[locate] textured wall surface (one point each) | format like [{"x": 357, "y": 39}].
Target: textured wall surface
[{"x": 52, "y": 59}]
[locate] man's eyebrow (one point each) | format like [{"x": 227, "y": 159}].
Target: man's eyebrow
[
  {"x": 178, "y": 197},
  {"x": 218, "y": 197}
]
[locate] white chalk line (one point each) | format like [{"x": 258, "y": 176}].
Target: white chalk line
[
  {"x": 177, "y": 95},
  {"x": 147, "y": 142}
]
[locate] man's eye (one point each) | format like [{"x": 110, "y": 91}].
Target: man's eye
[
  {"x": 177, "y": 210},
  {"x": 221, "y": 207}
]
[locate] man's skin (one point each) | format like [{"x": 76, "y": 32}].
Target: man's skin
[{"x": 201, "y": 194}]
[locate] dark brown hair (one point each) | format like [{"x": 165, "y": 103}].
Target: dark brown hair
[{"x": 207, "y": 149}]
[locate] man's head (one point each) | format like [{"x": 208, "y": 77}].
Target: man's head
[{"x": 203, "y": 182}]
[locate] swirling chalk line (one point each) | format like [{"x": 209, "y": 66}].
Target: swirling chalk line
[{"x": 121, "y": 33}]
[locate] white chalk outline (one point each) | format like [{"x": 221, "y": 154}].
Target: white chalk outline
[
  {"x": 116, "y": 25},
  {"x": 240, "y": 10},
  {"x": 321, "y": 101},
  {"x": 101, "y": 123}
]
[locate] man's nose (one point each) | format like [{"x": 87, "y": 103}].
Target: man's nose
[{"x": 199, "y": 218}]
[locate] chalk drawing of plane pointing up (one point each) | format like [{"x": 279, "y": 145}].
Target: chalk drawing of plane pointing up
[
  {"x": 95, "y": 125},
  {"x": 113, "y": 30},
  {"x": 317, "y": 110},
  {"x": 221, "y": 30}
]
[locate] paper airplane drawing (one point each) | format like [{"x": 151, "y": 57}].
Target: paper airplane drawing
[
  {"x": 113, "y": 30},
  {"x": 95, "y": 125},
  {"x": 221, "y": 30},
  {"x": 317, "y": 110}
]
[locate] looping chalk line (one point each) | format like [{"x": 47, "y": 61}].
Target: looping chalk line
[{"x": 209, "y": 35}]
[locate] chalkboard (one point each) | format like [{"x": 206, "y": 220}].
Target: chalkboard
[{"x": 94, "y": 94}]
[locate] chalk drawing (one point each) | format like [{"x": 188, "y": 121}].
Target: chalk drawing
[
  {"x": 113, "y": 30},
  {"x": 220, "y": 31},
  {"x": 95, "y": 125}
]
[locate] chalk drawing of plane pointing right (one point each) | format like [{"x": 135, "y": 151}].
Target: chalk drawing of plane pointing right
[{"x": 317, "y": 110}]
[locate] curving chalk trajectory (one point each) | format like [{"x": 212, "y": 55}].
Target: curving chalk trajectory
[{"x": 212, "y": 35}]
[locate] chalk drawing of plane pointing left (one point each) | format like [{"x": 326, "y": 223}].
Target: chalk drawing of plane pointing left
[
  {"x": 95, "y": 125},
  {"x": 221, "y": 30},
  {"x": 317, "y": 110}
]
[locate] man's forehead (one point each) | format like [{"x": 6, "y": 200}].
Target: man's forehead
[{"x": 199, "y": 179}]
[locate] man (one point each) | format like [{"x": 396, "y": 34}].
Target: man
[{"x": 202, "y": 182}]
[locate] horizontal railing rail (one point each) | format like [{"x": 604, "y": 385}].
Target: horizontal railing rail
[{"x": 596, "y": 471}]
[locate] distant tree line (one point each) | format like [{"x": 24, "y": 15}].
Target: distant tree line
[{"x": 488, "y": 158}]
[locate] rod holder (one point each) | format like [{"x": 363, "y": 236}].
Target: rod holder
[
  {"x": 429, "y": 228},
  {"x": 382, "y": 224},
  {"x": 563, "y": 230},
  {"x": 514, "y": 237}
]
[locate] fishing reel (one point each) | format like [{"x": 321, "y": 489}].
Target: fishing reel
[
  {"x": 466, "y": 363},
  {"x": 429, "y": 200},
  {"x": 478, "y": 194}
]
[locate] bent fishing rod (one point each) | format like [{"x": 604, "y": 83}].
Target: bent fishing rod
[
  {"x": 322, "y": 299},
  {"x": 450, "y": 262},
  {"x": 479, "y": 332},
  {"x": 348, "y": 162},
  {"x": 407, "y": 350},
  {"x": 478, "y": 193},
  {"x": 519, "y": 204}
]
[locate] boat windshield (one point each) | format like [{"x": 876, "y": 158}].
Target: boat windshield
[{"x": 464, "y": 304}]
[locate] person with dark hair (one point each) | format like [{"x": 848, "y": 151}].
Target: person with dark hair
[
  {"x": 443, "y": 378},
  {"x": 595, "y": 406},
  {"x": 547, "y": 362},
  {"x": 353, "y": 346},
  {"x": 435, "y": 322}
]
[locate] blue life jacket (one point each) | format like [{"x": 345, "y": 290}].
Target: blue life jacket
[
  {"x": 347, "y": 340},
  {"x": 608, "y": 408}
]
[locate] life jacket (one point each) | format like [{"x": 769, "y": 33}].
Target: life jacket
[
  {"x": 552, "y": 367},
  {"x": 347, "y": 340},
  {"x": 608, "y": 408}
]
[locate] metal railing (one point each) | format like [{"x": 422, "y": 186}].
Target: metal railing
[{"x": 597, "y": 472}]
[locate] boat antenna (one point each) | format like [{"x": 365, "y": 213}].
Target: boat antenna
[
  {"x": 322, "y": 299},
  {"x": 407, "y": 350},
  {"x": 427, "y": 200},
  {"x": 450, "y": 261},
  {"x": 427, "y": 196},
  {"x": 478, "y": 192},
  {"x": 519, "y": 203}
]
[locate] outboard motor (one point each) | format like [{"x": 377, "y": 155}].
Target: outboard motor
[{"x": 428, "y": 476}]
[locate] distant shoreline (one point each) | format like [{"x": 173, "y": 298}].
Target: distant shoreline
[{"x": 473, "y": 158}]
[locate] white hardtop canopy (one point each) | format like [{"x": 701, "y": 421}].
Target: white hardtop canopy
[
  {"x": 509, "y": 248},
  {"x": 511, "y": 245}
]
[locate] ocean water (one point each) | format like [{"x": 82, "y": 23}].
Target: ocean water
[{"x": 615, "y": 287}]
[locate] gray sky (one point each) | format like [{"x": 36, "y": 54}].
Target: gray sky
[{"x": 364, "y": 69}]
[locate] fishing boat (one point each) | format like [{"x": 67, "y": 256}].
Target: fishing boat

Problem details: All lines above from the line with "[locate] distant shoreline" through the line with "[locate] white hardtop", both included, are to be set down exactly, with nothing else.

Response below:
[locate] distant shoreline (one point each) | format like [{"x": 173, "y": 298}].
Target: distant shoreline
[{"x": 473, "y": 158}]
[locate] white hardtop canopy (one point each) | format like [{"x": 701, "y": 421}].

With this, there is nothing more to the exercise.